** Task prompt **
With images excluded, write out each entry below exactly as given.

** Data section **
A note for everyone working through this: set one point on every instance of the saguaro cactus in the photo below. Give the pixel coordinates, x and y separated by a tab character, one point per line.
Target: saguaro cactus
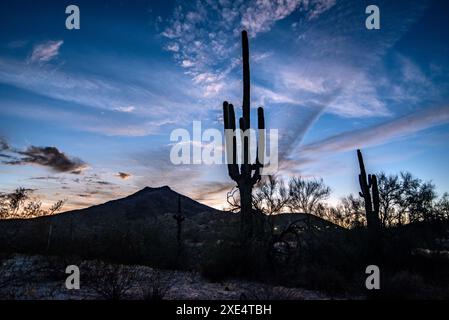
370	193
179	219
249	173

** Exercise output **
A note for everyone working through this: set one point on every instance of the saguaro cactus in the photo below. Give the pixel coordinates, x and y separated by a tab character, one point per line.
Target: saguaro cactus
370	193
179	219
249	173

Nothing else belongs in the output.